▶ **REQUIREMENT**: If you see a picture in the data below, omit it and copy the rest exactly.

○ ○ ○ ○ ○

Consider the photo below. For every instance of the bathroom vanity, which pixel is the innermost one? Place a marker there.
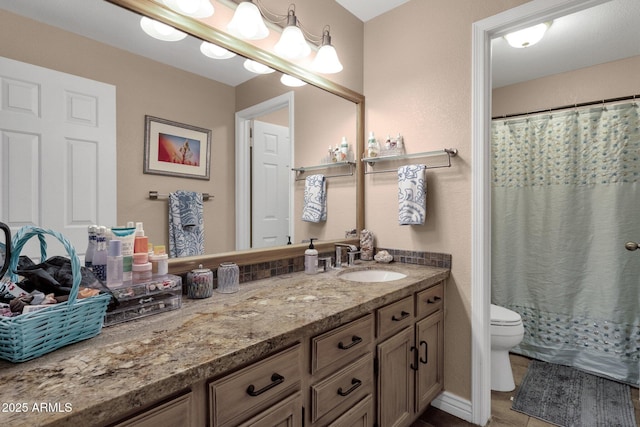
(294, 349)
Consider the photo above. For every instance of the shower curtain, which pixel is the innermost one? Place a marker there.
(565, 199)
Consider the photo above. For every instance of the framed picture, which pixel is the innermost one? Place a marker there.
(176, 149)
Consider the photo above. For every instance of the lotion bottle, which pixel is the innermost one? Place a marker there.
(311, 259)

○ ○ ○ ○ ○

▶ **EXERCISE OUTPUT**:
Consider the photo below. For every instance of the bathroom vanity, which pixel is the innermost one? Place a marker there.
(294, 349)
Consider the photo above. For every instance of the shower curtain, which pixel is the innermost one? Place a marker there.
(565, 199)
Consider the photo above. For every instance of the framed picture, which pixel is the innermost one? Place a marker there.
(176, 149)
Consider the photo above. For every instance of the lotion bottle, which pixel is the innermost one? Place a marker there.
(311, 259)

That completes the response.